--- STATED TASK ---
Switch every "Set one point per instance" in the material below to "Place a single point on each instance", keep everything else unchanged, and leave the pictures out of your copy.

□ □ □ □ □ □ □

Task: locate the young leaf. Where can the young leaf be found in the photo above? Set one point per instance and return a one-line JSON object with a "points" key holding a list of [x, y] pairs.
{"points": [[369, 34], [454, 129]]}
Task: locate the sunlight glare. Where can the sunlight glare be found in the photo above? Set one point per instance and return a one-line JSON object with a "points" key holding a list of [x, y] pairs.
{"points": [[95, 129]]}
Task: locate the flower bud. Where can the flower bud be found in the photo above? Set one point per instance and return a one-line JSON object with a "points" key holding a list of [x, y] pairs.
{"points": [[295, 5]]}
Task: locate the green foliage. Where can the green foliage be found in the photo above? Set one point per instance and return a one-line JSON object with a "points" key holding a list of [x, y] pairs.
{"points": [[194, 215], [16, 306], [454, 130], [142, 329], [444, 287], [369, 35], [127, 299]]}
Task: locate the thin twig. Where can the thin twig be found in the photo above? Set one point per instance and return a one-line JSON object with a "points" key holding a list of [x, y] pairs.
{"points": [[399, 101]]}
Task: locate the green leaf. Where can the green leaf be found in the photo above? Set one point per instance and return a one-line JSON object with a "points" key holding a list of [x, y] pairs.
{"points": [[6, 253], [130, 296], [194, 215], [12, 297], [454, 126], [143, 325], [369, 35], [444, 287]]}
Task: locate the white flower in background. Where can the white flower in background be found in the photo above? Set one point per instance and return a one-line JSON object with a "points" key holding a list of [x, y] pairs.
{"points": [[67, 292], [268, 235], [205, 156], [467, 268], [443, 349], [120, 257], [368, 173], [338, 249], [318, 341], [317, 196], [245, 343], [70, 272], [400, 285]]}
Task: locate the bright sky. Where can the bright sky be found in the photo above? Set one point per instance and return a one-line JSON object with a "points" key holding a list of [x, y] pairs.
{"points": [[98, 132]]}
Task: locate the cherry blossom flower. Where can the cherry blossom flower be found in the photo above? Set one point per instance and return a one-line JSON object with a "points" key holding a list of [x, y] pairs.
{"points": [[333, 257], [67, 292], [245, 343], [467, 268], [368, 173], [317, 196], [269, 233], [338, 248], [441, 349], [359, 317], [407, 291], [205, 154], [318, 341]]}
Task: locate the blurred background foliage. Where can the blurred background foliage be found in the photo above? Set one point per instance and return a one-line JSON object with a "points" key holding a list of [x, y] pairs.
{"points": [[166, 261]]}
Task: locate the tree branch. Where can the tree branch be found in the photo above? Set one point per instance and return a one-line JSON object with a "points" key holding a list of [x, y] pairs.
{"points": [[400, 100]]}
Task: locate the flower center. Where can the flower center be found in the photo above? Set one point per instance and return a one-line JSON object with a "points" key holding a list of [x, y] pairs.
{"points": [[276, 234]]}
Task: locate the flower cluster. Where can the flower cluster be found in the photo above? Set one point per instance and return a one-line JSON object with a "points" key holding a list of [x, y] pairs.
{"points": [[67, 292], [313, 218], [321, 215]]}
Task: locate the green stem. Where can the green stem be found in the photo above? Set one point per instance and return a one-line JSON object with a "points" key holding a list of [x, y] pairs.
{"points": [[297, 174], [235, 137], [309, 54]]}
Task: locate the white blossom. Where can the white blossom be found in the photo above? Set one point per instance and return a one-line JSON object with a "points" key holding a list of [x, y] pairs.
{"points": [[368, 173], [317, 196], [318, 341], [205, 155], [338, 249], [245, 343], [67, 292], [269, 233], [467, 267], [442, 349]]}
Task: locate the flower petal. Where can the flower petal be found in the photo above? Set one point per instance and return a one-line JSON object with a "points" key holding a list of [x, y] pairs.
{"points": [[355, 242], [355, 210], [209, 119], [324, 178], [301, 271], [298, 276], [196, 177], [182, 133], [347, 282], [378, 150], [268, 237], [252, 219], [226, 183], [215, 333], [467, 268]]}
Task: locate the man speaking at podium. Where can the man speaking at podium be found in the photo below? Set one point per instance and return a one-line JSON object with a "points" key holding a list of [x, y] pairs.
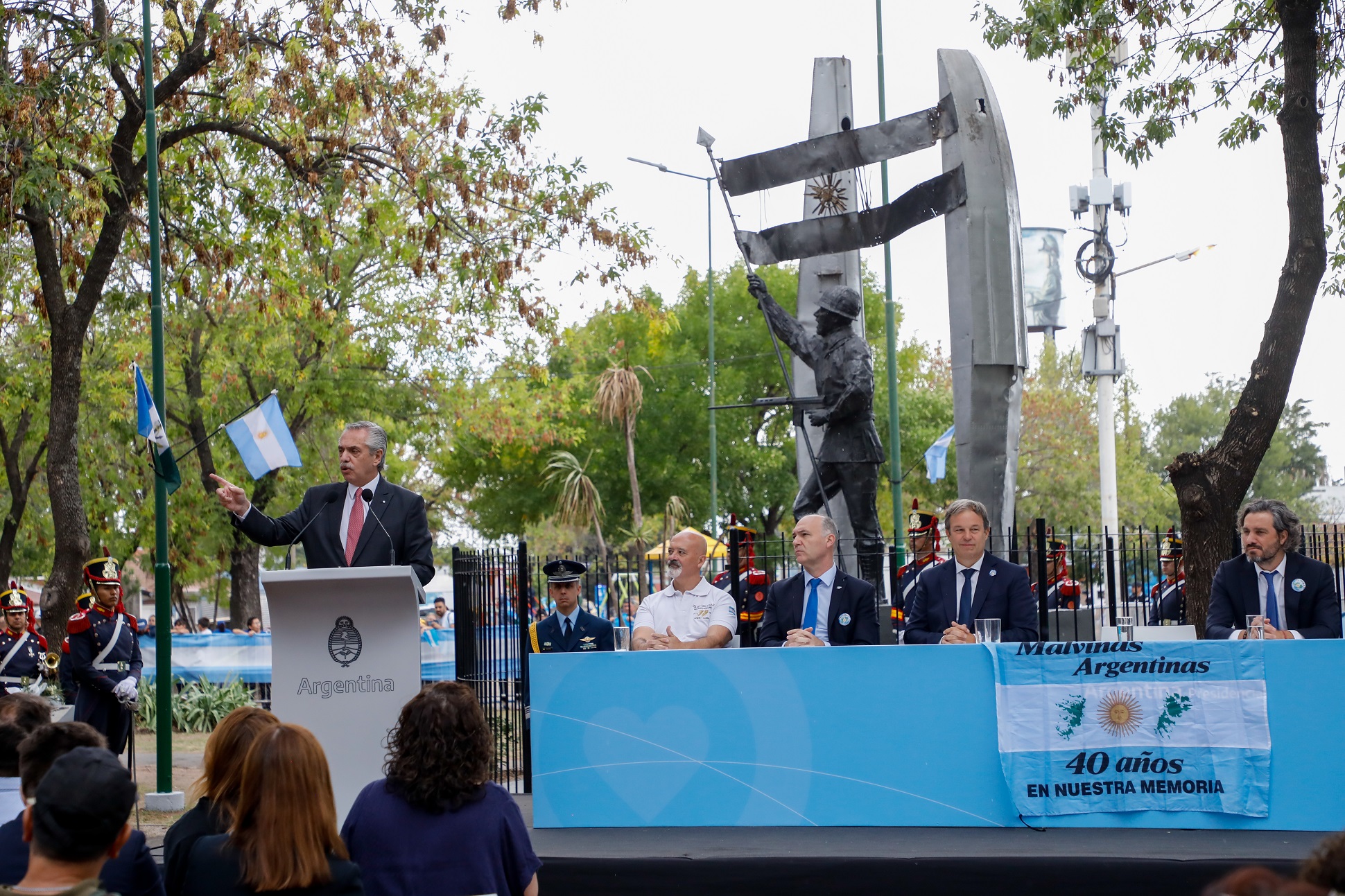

□ □ □ □ □ □ □

--- CORRECT OUTPUT ---
Task: locate the young leaf. Where can the young leaf be found in the photo above? Place a single point on each instance and return a one-line JSON object with a "points" key holding a list of [x, y] pairs.
{"points": [[369, 34], [454, 129]]}
Task: locate the sunlight glare. Where can the sunlight glare be found in the photo above? Place a single point on each instance and return a one-line JSON object with a "points" key holding a list of [x, y] pairs.
{"points": [[95, 129]]}
Task: locate the flower bud. Where can the flower bud be found in the photo above? Place a single point on each instance and return a one-line JSON object with a "points" key holding a list of [x, y] pairs.
{"points": [[295, 5]]}
Task: locate the green foliage. Where can the green foliage be found in the photo above? Place a single point on each instance and return a one-line JSON object with a "points" key holding a list of [x, y] pairs.
{"points": [[194, 215], [16, 306], [454, 130], [142, 329], [444, 287], [369, 35], [127, 299]]}
Task: locate the thin twig. Where can the thin twig be found in the photo above? Place a single point on each instance and return a one-line JSON object with a "points" key holding a list of [x, y] pairs.
{"points": [[399, 101]]}
Task: locate the green leaf. Where can the green leaf be found in the photo above? Place a single point on each instance and return a one-line JSON object with a "points" key holding a list of [x, y] pairs.
{"points": [[6, 253], [130, 296], [194, 215], [12, 297], [454, 126], [143, 325], [369, 35], [444, 287]]}
Task: locate the white flower in background. Where can the white flower in background be found in the photo above? Place a single point on each instance and return a one-line JSON object with a "points" key holding a list of [x, y] pairs.
{"points": [[67, 292], [268, 235], [205, 156], [467, 268], [443, 349], [120, 257], [368, 173], [338, 249], [318, 341], [317, 196], [245, 343], [70, 272], [400, 285]]}
Task: locate the bright sky. Where can the bright sky be found in the photo above? Place a single point on each instance and return a one-line JSON object with a "points" key holding a list of [x, y] pairs.
{"points": [[98, 132]]}
Task: locate the cherry blossom flower. Where can the cherry blossom flower be found in the photo above? Place a single point on each instance and return a one-line JSON object with a "points" key holding a list of [x, y] pairs.
{"points": [[333, 257], [67, 292], [245, 343], [467, 268], [368, 173], [317, 196], [269, 233], [338, 248], [441, 349], [359, 317], [407, 291], [205, 154], [318, 341]]}
Task: locate the blurred background foliage. Where can the blurred background foliage be found in the photo above? Place a single point on each instance and return a one-line JSON object with a "points" key holding a list of [x, y] pairs.
{"points": [[166, 261]]}
Task: locate the tree branch. Where can the tree branch be found in the photo above? Place a single point on each instance and return a one-line JSON object with a "points" key holding a list of [x, y] pairs.
{"points": [[400, 100]]}
Task: locate the flower center. Where can the flower center be found in the photo above? Place a single point on each instance and return a one-line JSON object with a "points" key holding a list of [x, y] pairs.
{"points": [[276, 234]]}
Task: locate the flower cluster. Where can the flower cluster be found in the photo above? Place a single point on each instance and return a one-line JSON object with a "points" key holding a list of [x, y] pairs.
{"points": [[67, 292], [313, 218], [321, 215]]}
Task: locate the green stem. Where can the green stem be found in the photo above? Place a single point on each instance and return a one-line JSON object with a "points" key holding a list of [x, y] pairs.
{"points": [[297, 174], [235, 137], [309, 54]]}
Task: locate the white blossom. Where can the white blossom be found in the photo above? Place a single point on each instance and return a one-line JSON object with a "points" key holding a list of [x, y] pairs.
{"points": [[368, 173], [317, 196], [318, 341], [205, 155], [338, 249], [245, 343], [67, 292], [269, 233], [467, 267], [442, 349]]}
Task: locate the flower petal. Where can the flower petal be found in the photo above? Place a single point on each instance and return a one-line JSON object with a "points" key holding a list of [x, y] pairs.
{"points": [[355, 242], [355, 210], [209, 119], [324, 178], [301, 271], [298, 276], [196, 177], [182, 133], [347, 282], [378, 150], [268, 237], [252, 219], [226, 183], [215, 333], [467, 268]]}
Task: locate the man speaking at podium. Where can the man speaking at podium be found in the photo below? Place a single point on each instance and return a one-line JSON object with a "points" key holding a list of [x, y] pairs.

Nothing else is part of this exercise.